EXERCISE MATERIAL >>

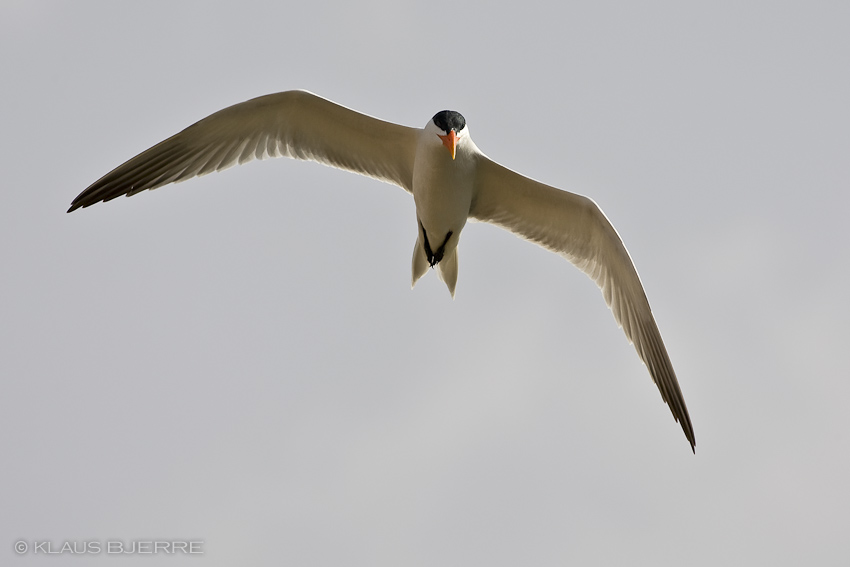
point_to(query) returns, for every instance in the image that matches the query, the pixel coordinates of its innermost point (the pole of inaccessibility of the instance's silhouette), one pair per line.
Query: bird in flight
(450, 179)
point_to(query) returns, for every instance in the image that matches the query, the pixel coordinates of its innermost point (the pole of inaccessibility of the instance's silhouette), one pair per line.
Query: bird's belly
(442, 203)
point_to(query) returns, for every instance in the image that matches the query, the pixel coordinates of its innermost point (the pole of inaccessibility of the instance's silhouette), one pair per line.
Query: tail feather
(420, 262)
(447, 270)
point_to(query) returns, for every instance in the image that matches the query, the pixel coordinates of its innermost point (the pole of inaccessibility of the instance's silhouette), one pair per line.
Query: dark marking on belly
(433, 257)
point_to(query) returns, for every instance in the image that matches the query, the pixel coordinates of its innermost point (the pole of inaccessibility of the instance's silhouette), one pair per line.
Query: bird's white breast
(442, 187)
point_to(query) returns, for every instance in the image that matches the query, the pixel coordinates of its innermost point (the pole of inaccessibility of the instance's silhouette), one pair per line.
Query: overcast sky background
(239, 358)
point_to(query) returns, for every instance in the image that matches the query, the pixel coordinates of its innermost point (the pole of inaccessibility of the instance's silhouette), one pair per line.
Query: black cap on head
(447, 120)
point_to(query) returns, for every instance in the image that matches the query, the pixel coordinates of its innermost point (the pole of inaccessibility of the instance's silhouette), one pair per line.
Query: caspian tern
(451, 181)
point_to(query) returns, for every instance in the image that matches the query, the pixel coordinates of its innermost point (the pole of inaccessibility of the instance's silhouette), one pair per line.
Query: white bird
(451, 181)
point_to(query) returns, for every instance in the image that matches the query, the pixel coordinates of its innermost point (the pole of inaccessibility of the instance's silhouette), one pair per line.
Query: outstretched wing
(295, 124)
(574, 227)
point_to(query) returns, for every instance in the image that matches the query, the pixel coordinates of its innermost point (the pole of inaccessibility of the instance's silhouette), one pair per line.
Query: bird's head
(450, 127)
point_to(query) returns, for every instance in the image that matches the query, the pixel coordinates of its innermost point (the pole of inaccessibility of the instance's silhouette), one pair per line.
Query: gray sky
(239, 359)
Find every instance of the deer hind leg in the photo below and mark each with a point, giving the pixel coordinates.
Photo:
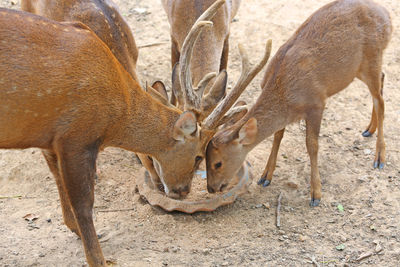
(266, 177)
(68, 216)
(77, 168)
(313, 125)
(373, 124)
(373, 78)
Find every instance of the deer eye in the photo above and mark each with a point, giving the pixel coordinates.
(218, 165)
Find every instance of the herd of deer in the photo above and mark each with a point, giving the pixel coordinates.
(68, 85)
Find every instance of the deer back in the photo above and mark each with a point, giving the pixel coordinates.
(103, 17)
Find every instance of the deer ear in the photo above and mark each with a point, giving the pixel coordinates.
(248, 132)
(185, 126)
(160, 88)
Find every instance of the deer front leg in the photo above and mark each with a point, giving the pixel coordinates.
(68, 216)
(313, 125)
(77, 168)
(266, 177)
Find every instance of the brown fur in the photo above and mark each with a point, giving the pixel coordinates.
(212, 48)
(103, 17)
(341, 41)
(62, 90)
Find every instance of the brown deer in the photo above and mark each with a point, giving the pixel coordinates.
(102, 17)
(63, 91)
(211, 50)
(341, 41)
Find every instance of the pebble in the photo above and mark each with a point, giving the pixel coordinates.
(367, 151)
(206, 251)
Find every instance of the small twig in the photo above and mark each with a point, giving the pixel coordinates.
(8, 197)
(278, 211)
(116, 210)
(314, 261)
(365, 255)
(151, 44)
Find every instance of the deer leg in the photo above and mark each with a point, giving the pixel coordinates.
(375, 86)
(78, 168)
(68, 216)
(175, 55)
(313, 125)
(373, 124)
(266, 177)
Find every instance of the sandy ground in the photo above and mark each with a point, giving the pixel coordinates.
(242, 234)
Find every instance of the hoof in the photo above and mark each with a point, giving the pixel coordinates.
(379, 165)
(366, 133)
(266, 183)
(314, 202)
(261, 181)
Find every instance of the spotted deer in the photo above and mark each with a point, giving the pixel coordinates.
(211, 50)
(341, 41)
(63, 91)
(102, 17)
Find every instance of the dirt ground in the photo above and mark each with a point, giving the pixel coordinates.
(242, 234)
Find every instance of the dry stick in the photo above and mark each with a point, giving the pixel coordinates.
(151, 44)
(278, 211)
(6, 197)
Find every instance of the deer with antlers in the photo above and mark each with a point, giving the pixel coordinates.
(102, 17)
(341, 41)
(211, 51)
(63, 91)
(210, 56)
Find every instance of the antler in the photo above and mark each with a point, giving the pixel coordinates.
(192, 101)
(246, 77)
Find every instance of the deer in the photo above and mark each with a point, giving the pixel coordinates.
(63, 91)
(209, 56)
(341, 41)
(212, 48)
(103, 17)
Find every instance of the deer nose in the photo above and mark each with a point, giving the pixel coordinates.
(181, 191)
(210, 189)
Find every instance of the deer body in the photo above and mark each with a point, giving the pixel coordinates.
(62, 90)
(341, 41)
(102, 17)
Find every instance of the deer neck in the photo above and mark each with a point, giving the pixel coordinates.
(145, 125)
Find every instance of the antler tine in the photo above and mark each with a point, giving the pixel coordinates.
(192, 101)
(204, 82)
(246, 77)
(236, 112)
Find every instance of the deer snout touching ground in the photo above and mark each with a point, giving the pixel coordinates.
(341, 41)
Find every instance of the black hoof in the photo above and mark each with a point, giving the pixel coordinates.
(266, 183)
(314, 202)
(366, 133)
(261, 181)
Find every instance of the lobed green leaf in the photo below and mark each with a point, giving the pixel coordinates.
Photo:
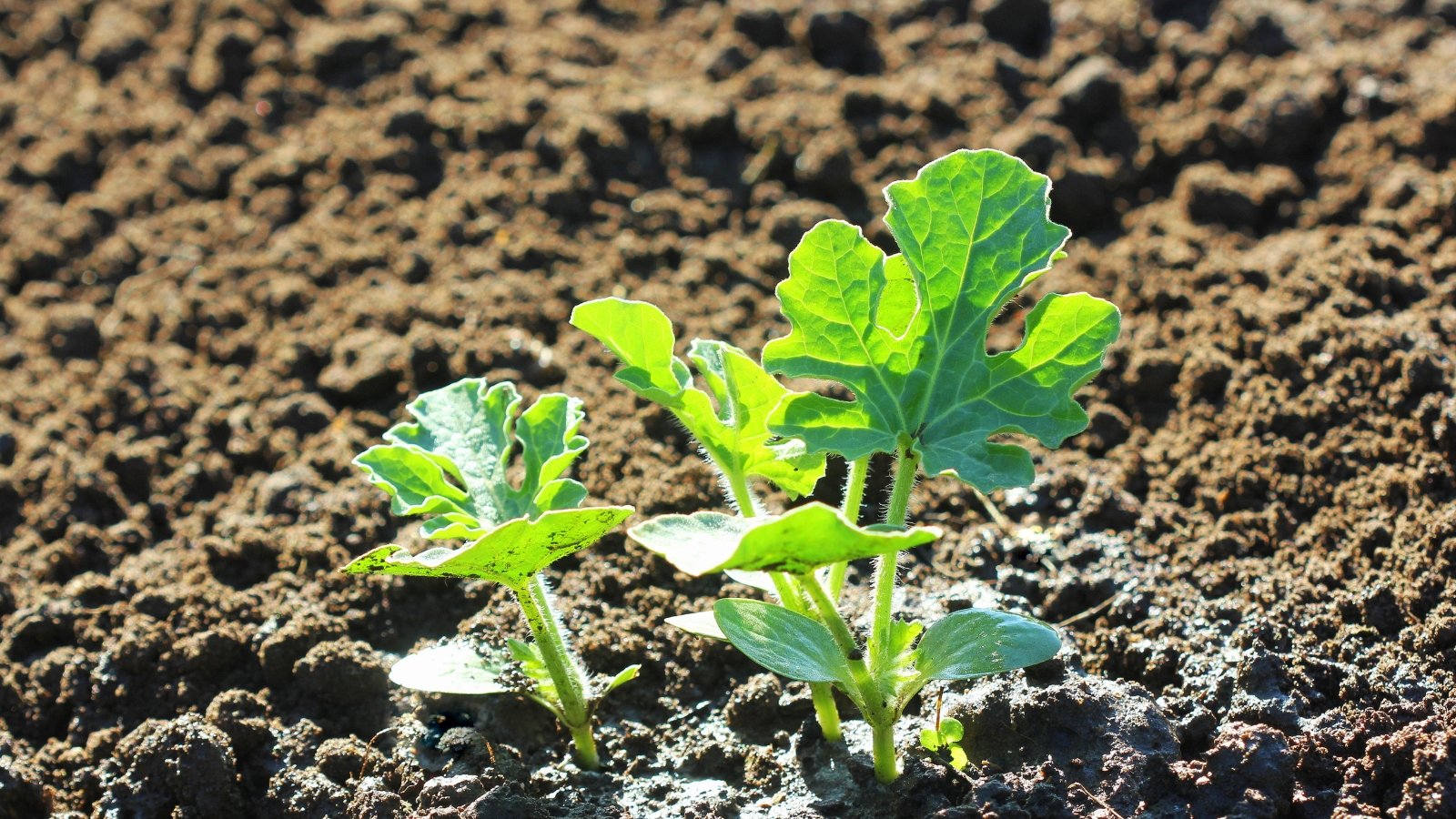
(907, 334)
(453, 460)
(734, 435)
(798, 541)
(507, 554)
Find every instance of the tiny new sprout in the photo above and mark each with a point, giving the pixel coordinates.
(946, 736)
(451, 467)
(907, 337)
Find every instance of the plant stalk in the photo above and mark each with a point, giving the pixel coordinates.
(854, 499)
(885, 571)
(567, 676)
(823, 693)
(887, 767)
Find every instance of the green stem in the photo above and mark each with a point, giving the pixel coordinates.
(823, 693)
(567, 676)
(829, 615)
(586, 746)
(826, 712)
(742, 494)
(854, 497)
(906, 467)
(887, 767)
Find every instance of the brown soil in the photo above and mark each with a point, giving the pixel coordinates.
(237, 237)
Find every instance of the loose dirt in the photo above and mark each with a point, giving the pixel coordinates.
(237, 237)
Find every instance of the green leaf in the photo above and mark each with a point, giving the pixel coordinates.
(979, 642)
(797, 541)
(951, 729)
(973, 229)
(931, 739)
(415, 482)
(958, 758)
(735, 435)
(783, 642)
(623, 676)
(451, 669)
(507, 554)
(455, 458)
(902, 636)
(698, 624)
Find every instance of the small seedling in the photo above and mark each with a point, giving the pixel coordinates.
(730, 423)
(907, 337)
(946, 736)
(451, 467)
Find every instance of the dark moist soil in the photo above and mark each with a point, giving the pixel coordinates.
(237, 237)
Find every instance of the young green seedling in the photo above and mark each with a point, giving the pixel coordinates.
(906, 334)
(733, 435)
(451, 467)
(946, 736)
(907, 337)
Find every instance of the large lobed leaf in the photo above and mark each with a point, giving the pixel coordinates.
(507, 554)
(798, 541)
(735, 435)
(453, 460)
(907, 334)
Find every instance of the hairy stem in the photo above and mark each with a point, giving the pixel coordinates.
(829, 615)
(854, 497)
(567, 676)
(742, 494)
(906, 467)
(823, 693)
(887, 767)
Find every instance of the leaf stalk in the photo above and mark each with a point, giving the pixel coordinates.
(565, 673)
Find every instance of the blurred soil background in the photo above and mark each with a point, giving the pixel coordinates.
(237, 237)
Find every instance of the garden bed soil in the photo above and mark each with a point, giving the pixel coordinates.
(238, 237)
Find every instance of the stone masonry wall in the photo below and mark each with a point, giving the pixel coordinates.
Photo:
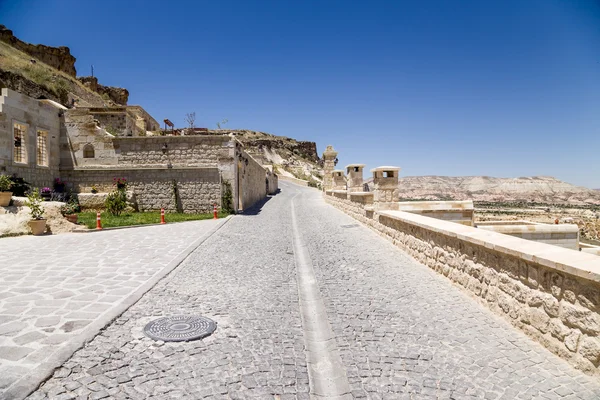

WHAT THE EXERCISE ASKS >> Select every line of the items above that contains the string "belly", treating uppercase and lowercase letters as distinct.

ANSWER BELOW >>
Query: bird's belly
Query: dark marking on belly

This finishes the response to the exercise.